:: Exercise details ::
Write out the full set of records exactly. Any pictures in them do not belong in the copy.

[Coordinate annotation entries]
--- START ---

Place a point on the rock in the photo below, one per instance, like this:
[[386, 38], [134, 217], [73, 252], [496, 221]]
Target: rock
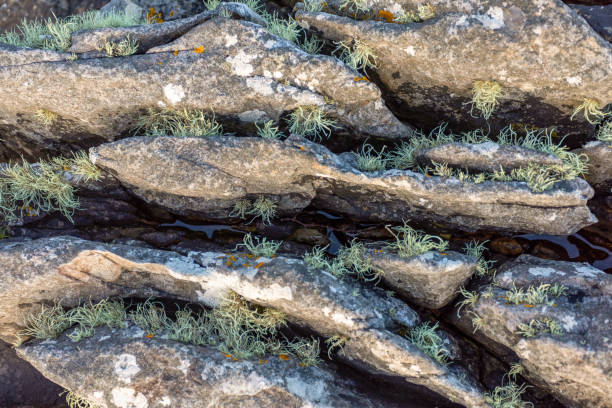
[[574, 366], [430, 68], [67, 269], [124, 369], [600, 165], [598, 17], [243, 74], [169, 9], [13, 11], [205, 177], [487, 157], [17, 380], [430, 280]]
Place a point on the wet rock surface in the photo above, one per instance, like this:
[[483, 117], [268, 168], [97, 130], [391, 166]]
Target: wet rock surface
[[430, 67], [228, 169]]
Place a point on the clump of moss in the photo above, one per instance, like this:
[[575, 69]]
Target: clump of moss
[[178, 123], [54, 33], [426, 339], [485, 97], [123, 48], [310, 121], [356, 54], [410, 242]]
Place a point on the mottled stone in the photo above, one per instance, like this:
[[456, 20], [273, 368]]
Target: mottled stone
[[206, 176], [574, 366], [430, 67], [67, 269], [488, 156]]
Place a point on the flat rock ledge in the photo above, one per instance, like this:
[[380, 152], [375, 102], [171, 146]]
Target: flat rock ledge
[[205, 177], [233, 68], [575, 366], [431, 66], [125, 369], [71, 270]]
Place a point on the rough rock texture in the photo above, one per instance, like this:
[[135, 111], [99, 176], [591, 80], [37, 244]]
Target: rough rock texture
[[431, 67], [68, 269], [206, 176], [170, 9], [125, 369], [576, 367], [430, 280], [243, 73], [488, 156], [598, 17], [600, 164], [13, 11], [18, 379]]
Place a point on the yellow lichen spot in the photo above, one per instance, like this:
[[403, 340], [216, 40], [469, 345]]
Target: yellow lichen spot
[[386, 15]]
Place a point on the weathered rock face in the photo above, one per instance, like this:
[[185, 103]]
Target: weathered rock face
[[130, 373], [242, 73], [207, 176], [431, 67], [18, 379], [574, 366], [600, 164], [598, 17], [13, 11], [430, 280], [68, 269], [488, 156]]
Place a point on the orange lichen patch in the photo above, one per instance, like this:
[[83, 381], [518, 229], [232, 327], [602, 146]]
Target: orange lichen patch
[[387, 15]]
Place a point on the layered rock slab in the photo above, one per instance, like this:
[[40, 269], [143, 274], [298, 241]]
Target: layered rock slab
[[233, 68], [574, 366], [69, 269], [206, 177], [431, 67], [125, 369]]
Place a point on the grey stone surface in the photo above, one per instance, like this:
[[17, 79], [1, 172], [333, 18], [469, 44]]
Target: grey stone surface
[[243, 75], [67, 269], [600, 164], [430, 280], [206, 176], [575, 366], [21, 384], [488, 156], [431, 67]]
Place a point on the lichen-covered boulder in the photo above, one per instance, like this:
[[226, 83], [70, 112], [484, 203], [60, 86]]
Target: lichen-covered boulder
[[68, 269], [600, 164], [205, 177], [232, 68], [431, 67], [431, 279], [564, 341], [126, 369]]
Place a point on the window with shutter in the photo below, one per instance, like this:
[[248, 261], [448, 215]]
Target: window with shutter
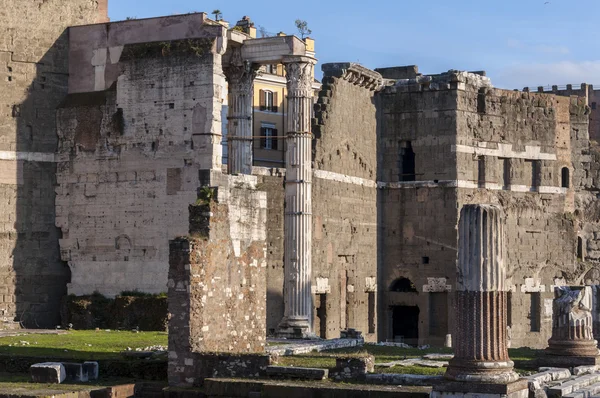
[[261, 99], [274, 139], [263, 138], [275, 106]]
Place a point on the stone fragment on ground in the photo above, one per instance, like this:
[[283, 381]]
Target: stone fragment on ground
[[75, 372], [310, 346], [48, 372], [92, 369], [439, 356], [414, 362], [289, 372]]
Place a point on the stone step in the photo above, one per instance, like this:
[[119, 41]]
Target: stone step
[[289, 372], [585, 392], [538, 380], [573, 385]]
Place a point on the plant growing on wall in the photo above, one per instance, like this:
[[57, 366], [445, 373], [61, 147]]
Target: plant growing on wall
[[303, 29]]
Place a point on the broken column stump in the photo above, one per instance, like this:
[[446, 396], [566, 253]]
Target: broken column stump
[[481, 364], [572, 342], [48, 372]]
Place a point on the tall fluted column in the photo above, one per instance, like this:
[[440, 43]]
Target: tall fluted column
[[240, 78], [481, 353], [297, 321]]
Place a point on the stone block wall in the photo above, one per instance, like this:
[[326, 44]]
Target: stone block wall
[[345, 202], [129, 160], [33, 77], [217, 279], [477, 129]]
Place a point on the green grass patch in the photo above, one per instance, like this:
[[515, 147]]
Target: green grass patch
[[84, 345]]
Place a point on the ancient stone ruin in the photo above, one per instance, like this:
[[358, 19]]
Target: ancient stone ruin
[[572, 342], [481, 363]]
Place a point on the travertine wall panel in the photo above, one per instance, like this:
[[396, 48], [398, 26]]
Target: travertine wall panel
[[129, 168], [33, 81]]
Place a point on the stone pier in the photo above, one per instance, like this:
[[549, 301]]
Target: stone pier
[[481, 363], [240, 76], [572, 342], [297, 321]]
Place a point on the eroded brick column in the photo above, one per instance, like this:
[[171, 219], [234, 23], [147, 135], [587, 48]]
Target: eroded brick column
[[297, 321], [240, 76], [481, 353]]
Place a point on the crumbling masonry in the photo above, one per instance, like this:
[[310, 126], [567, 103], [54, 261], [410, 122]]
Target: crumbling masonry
[[100, 166]]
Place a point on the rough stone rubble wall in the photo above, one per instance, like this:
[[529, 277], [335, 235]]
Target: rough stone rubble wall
[[129, 162], [33, 76], [418, 219], [541, 225], [345, 207], [217, 286]]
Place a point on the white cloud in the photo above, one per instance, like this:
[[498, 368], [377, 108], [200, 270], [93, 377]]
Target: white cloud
[[560, 73]]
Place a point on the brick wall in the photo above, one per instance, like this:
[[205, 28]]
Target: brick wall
[[217, 279], [33, 77], [129, 162]]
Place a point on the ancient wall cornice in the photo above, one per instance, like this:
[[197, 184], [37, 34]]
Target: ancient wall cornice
[[354, 73]]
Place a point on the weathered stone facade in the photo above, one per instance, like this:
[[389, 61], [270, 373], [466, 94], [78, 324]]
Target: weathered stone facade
[[129, 162], [217, 290], [471, 143], [33, 74], [393, 157]]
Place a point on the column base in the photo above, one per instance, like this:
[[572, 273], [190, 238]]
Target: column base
[[294, 328], [573, 348], [451, 389], [564, 361], [487, 372]]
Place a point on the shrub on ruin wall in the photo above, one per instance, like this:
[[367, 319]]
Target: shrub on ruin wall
[[128, 311]]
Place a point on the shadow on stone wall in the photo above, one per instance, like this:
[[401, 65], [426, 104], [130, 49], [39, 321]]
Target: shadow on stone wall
[[39, 275]]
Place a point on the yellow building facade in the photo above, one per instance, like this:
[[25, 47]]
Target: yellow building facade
[[269, 107]]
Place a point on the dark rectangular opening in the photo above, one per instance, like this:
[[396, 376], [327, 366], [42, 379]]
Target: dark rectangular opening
[[371, 303], [535, 303], [505, 173], [438, 314], [405, 324], [481, 171], [509, 309], [322, 315], [406, 162]]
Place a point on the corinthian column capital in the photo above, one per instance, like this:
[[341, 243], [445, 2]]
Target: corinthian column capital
[[299, 74], [240, 73]]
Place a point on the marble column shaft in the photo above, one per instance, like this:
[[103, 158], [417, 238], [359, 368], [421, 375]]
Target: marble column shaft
[[298, 195], [481, 352], [240, 78]]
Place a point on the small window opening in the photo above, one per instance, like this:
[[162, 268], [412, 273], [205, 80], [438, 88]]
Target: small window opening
[[371, 302], [268, 139], [322, 315], [481, 171], [565, 177], [505, 173], [534, 311], [403, 285], [509, 309], [406, 162]]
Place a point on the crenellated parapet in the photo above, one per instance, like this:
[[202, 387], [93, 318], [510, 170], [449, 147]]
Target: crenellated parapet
[[355, 74], [451, 80]]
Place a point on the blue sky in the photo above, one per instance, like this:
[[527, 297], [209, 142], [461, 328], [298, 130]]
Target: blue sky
[[519, 43]]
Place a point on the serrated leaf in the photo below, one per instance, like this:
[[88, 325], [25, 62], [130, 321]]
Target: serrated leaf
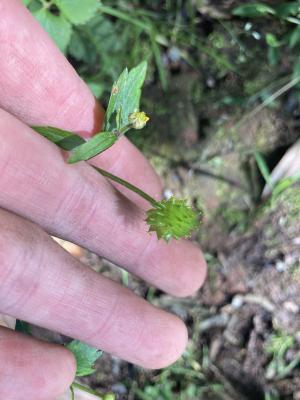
[[64, 139], [125, 95], [56, 26], [253, 10], [85, 356], [96, 145], [78, 11]]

--- END ---

:: In response ::
Place a point on the rock in the photo below, one per instance, like this:
[[386, 38], [134, 217], [73, 252], [496, 221]]
Target: rock
[[574, 366], [430, 68], [67, 269], [124, 369], [600, 165], [598, 17], [243, 74], [169, 9], [13, 11], [205, 177], [487, 157], [17, 380], [430, 280]]
Place a point on the wet rock surface in the photo above, one per instance, like this:
[[483, 117], [268, 168], [97, 130], [391, 166]]
Target: wet rock surface
[[430, 67], [228, 169]]
Place a point on the clump of moss in the photo above, one per instance, like this:
[[575, 69]]
Target: clump of moss
[[178, 123], [54, 33], [426, 339], [485, 97], [123, 48], [310, 121], [356, 54], [410, 242]]
Place a point on the mottled stone in the photo above, one per instance, like this:
[[456, 20], [273, 368]]
Target: mottled stone
[[206, 176], [574, 366], [430, 67], [67, 269], [488, 156]]
Place a point on the flat rock ledge in the photo above, one per instance, like this:
[[380, 152], [375, 102], [171, 146]]
Target: flat rock ledge
[[205, 177], [233, 68], [575, 366], [431, 66], [125, 369], [71, 270]]
Place a point on the rough rock texture in the photo above, one per instance, like this:
[[135, 111], [99, 176], [591, 80], [37, 244]]
Target: rough rock texture
[[431, 67], [68, 269], [206, 176], [170, 9], [125, 369], [576, 367], [430, 280], [243, 73], [488, 156], [598, 17], [600, 164], [13, 11], [18, 379]]
Place a point on the yellow lichen spot in the photo above, one per instance, like this:
[[403, 340], [216, 40], [469, 345]]
Target: yellow lichen spot
[[386, 15]]
Place a point on the weathered rock face in the photo above, one per instance, like this:
[[185, 103]]
Target: weathered rock face
[[130, 373], [242, 73], [207, 176], [431, 67], [18, 379], [574, 366], [600, 164], [598, 17], [13, 11], [430, 280], [68, 269], [488, 156]]
Place a point on the orange lichen patch in the photo above, one per instance, like this:
[[83, 381], [518, 229], [232, 327], [602, 146]]
Target: orange lichen patch
[[387, 15]]
Place a point on the layered rock slab in the photo above, one per instance, like this:
[[40, 269], [143, 274], [298, 241]]
Target: layered rock slab
[[233, 68], [574, 366], [69, 269], [206, 177], [431, 67], [125, 369]]
Place a point on the grey stone surface in the photo above, one per instance, like this:
[[17, 79], [1, 172], [333, 18], [469, 44]]
Target: grey stone surface
[[243, 75], [67, 269], [600, 164], [430, 280], [206, 176], [575, 366], [21, 384], [488, 156], [431, 67]]
Place a point on the lichen-covered boulder in the photo above, one per instance, like this:
[[226, 83], [70, 112], [484, 203], [60, 86]]
Target: lichen-covered boulder
[[68, 269], [600, 164], [205, 177], [232, 68], [431, 67], [431, 279], [564, 341], [126, 369]]
Place a point on the window with shutter in the photo below, one per instance, like this:
[[248, 261], [448, 215]]
Target: window with shutter
[[261, 99], [274, 139], [263, 138], [275, 106]]
Place a point on the stone fragment on ground in the photo above, one per instance, like this:
[[283, 381]]
Target: stone fragment on ground
[[75, 372], [310, 346], [48, 372], [92, 369], [439, 356], [414, 362], [289, 372]]
Place a point on the stone step in the photo above, one per instance, like this:
[[119, 41]]
Target: stone step
[[289, 372], [585, 392], [538, 380], [573, 385]]
Place a point on the plant growing on wall in the photo above, one per instance, like this:
[[57, 366], [445, 373], [61, 147]]
Target: plant growing on wall
[[303, 29]]
Place a point on the broken column stump in the photo above, one per instance, like this:
[[446, 396], [566, 253]]
Target: broken column stump
[[481, 364], [572, 342], [48, 372]]
Place a point on the tall fluted column in the photo above, one per instance, like this:
[[440, 43]]
Target: tall fluted column
[[240, 78], [481, 353], [297, 321]]
Place a point on the stone block wall in the photo above, one per instance, like this:
[[326, 44]]
Target: stone block wall
[[345, 202], [129, 160], [33, 77], [217, 279], [477, 129]]
Place a point on the green grass patch in the photo above, one per instance, like this:
[[515, 147]]
Target: green grass patch
[[84, 345]]
Place a point on the ancient stone ruin in the photo above, one per instance, like this:
[[358, 19]]
Target: ancient stone ruin
[[572, 342], [481, 363]]
Place a point on the travertine wall panel in the photo above, one per instance, like this:
[[396, 48], [398, 26]]
Target: travertine wall panel
[[129, 168], [33, 81]]
Place a point on the stone pier in the photo above, one per instance, like this:
[[549, 301]]
Target: stone pier
[[481, 363], [240, 76], [572, 342], [297, 321]]
Place a point on the eroded brick column in the photo above, one per instance, like this:
[[171, 219], [234, 23], [147, 135], [587, 48]]
Target: eroded brick column
[[297, 321], [240, 76], [481, 353]]
Place a point on the crumbling masonry in the photo above, one per instance, like this:
[[310, 126], [567, 103], [54, 261], [410, 122]]
Target: crumbling masonry
[[100, 166]]
Place a point on the rough stone rubble wall in the photo above, one per instance, like this:
[[529, 277], [335, 235]]
Target: rough stone rubble wall
[[129, 162], [33, 76], [418, 219], [541, 225], [345, 207], [217, 286]]
Place a point on the white cloud in the photo above, one per instance, like this:
[[498, 368], [377, 108], [200, 270], [93, 377]]
Target: white cloud
[[560, 73]]
Place a point on the brick wall in the photo above, one per instance, like this:
[[205, 28]]
Target: brick wall
[[217, 279], [33, 77], [129, 162]]
Place a point on the ancient wall cornice in the photo above, one per instance, like this:
[[197, 184], [37, 34]]
Target: ancient wall cornice
[[354, 73]]
Place a point on the weathered stone facade in the photo above, one per instance, like this:
[[389, 61], [270, 373], [466, 94], [78, 324]]
Target: weathered stone facade
[[129, 162], [217, 290], [471, 143], [33, 74], [393, 157]]
Place a point on the column base in the photo above, one per instance, like this:
[[572, 273], [190, 238]]
Target: column base
[[294, 328], [573, 348], [451, 389], [564, 361], [487, 372]]
Place a point on the shrub on ruin wall in the photo above, one per instance, like this:
[[367, 319]]
Target: shrub on ruin wall
[[128, 311]]
Place a point on the shadow on stone wall in the photo above, one per instance, like this:
[[401, 65], [426, 104], [130, 49], [39, 321]]
Target: shadow on stone wall
[[39, 275]]
Place a point on the yellow building facade in the photo above, one per instance, like this:
[[25, 47]]
Target: yellow building facade
[[269, 107]]
Place a point on the dark rectangular opening in the photo above, one per instance, like this:
[[396, 376], [327, 366], [42, 379]]
Target: dark rectangular opening
[[371, 303], [535, 303], [505, 173], [438, 314], [405, 324], [481, 171], [509, 309], [322, 315], [406, 162]]
Place a point on the corinthian column capital in the photo above, one per instance, like this:
[[341, 243], [445, 2]]
Target: corinthian column capital
[[299, 74], [240, 73]]
Place a point on the marble column shaft in the photo above, one per instance, like this:
[[103, 158], [417, 238], [359, 368], [421, 375]]
Target: marble column shaft
[[298, 195], [481, 352], [240, 78]]
Place a point on the small window opening in the photo above, one per instance, like this:
[[162, 268], [412, 273], [205, 80], [438, 88]]
Target: small window opening
[[371, 302], [268, 139], [322, 315], [481, 171], [565, 177], [505, 173], [534, 311], [403, 285], [509, 309], [406, 162]]
Place a point on the crenellated parapet in the photo above, one per instance, like this:
[[202, 387], [93, 318], [510, 170], [449, 147]]
Target: crenellated parapet
[[355, 74], [451, 80]]
Place a point on the blue sky in the photo above, one per instance, like this:
[[527, 297], [209, 142], [461, 328], [298, 130]]
Target: blue sky
[[519, 43]]
Place a point on the serrated leaf in the photo below, one per instance, like this:
[[88, 325], [25, 62], [130, 321]]
Target: serrated leaf
[[64, 139], [125, 95], [56, 26], [253, 10], [85, 356], [96, 145], [78, 11]]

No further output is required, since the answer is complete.